- [Quoted text]:
»»

Post by luckywaldo7 »

Cheesecan wrote: I dispute that less automation means less strategy.
Well then let me say that less automation doesn't mean less strategy. it's not like you can graph the amount of strategy in a game (if such a thing is quantifiable) against the level of automation; they are mostly unrelated. Strategy relies on the design of the game itself, whereas automation is about how you interact with the game.

When you have a relatively low level of automation such as in starcraft, with mechanics added that require frequent repitition, it creates a kind of artificial barrier to the strategic part of the game. For a majority of the playerbase, the strategy part of the game is mostly irrelevant. What is relevant is simply working on the muscle memory to execute those tedious repetitive tasks. Basically, only the really good players get to play it as a strategy game.

Note that I am not complaining about units not microing themselves in combat, or similar such generic gameplay elements. There are very particular mechanics I am most critical of, such as the mentioned larva injections. It would be extremely easy to add a tiny bit of automation; for example, the possibility 'guard' the queen on the hatchery to do automatic larva injections. No strategy was 'added' or 'removed', but a mindless tedious task was removed. Suddenly there is less of a barrier for the average player to start playing the strategy part of the game. Or, for perhaps an even better approach, you consider if such a mechanic was needed at all.

««

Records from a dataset
»»

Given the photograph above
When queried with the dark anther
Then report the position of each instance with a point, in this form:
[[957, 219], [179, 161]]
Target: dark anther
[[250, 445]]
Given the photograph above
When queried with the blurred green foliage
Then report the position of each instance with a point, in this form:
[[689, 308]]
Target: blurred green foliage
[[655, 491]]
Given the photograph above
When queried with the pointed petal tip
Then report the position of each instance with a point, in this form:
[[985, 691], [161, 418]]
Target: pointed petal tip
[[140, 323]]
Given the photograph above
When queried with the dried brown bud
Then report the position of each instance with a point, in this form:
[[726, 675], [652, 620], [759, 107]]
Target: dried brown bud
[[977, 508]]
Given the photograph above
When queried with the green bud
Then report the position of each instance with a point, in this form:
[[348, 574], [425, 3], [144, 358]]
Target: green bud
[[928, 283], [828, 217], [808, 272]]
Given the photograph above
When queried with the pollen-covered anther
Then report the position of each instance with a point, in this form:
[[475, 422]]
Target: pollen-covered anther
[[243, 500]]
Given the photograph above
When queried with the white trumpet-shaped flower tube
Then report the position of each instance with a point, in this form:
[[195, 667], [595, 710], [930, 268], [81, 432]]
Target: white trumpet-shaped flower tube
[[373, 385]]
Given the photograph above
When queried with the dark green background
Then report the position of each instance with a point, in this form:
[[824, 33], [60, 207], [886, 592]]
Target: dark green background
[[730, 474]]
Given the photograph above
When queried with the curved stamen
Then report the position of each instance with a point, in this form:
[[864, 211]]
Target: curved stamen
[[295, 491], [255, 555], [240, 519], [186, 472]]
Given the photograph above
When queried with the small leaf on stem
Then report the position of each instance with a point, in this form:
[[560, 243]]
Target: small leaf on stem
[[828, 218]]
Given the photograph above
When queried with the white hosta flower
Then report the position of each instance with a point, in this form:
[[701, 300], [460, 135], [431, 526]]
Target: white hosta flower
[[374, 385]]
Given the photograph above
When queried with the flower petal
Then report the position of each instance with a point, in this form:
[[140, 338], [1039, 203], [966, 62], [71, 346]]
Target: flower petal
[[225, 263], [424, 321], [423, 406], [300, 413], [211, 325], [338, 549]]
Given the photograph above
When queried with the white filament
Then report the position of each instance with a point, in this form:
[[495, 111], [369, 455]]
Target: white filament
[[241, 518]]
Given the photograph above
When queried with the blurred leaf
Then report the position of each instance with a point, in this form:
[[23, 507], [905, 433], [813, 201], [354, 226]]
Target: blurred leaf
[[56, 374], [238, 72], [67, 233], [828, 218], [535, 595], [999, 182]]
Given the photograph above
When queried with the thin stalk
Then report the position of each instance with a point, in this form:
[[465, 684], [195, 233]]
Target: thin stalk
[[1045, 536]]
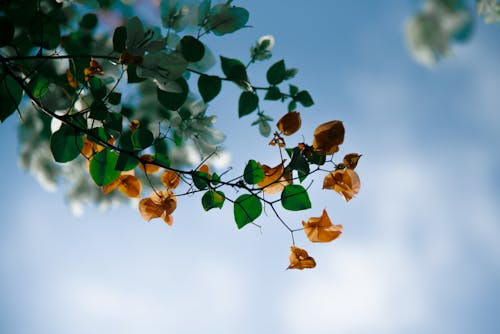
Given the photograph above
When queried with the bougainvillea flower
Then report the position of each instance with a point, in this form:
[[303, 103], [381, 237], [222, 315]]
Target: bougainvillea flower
[[160, 204], [351, 160], [328, 136], [127, 183], [148, 168], [299, 259], [170, 179], [344, 181], [93, 69], [289, 123], [274, 179], [321, 229]]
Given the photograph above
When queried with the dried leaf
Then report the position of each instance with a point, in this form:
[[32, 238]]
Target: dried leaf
[[290, 123], [170, 179], [328, 136], [299, 259], [321, 229], [160, 204], [344, 181]]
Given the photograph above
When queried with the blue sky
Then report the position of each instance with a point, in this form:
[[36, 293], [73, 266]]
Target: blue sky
[[420, 250]]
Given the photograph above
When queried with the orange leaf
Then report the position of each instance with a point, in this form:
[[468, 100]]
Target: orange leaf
[[328, 136], [351, 160], [344, 181], [299, 259], [149, 209], [170, 179], [321, 229], [148, 168], [160, 204], [290, 123]]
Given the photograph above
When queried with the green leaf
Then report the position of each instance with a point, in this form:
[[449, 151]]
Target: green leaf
[[253, 173], [276, 73], [38, 85], [6, 31], [141, 139], [44, 32], [247, 103], [223, 19], [98, 110], [201, 180], [10, 97], [304, 98], [161, 159], [247, 208], [125, 162], [273, 93], [119, 39], [66, 144], [213, 199], [192, 49], [209, 86], [132, 76], [293, 90], [294, 198], [264, 128], [89, 21], [98, 88], [115, 98], [234, 69], [102, 167], [174, 101]]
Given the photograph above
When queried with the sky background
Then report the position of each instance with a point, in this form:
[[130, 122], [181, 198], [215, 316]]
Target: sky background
[[420, 251]]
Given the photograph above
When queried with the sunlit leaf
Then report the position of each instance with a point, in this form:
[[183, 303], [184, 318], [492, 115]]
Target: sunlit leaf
[[276, 73], [289, 123], [295, 198], [10, 97], [213, 199], [299, 259], [192, 49], [209, 87], [344, 181], [102, 167], [253, 172], [247, 208], [321, 229], [304, 98]]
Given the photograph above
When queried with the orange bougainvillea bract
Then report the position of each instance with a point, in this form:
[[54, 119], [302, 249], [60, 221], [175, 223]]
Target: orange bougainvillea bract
[[344, 181], [290, 123], [161, 203], [127, 183], [328, 136], [274, 179], [321, 229], [299, 259]]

««

- [What this exercise asks]:
1. Convert the stretch of the records from their start through the line containing "[[250, 445]]" into a numbered list, omitting any blank lines.
2. Carry on the forum post about automation and strategy in games from the point where it stops.

- [Results for the exercise]:
1.
1. Given the photograph above
2. When queried with the dark anther
3. Then report the position of each instance with a point, in this form:
4. [[957, 219], [179, 161]]
5. Target: dark anther
6. [[250, 445]]

2.
This becomes even more apparent as you take it to the extreme. Consider the numerous simple automations you might take for granted in Starcraft, like attack-move and waypoints. Or perhaps even that your units move their legs and aim their guns on their own. Would you reduce or increase the strategy in the game if you needed to play QWOP to move your units? Not really, compared to how you are really just forcing everyone to get good at QWOP before they can really play again.

Anyway, I feel like the point can never be made hard enough that automation does not need to end at two AI playing the game against each other. The point is to design the game so that players focus on what their strategy is, not how they are going to interface with the game to execute it.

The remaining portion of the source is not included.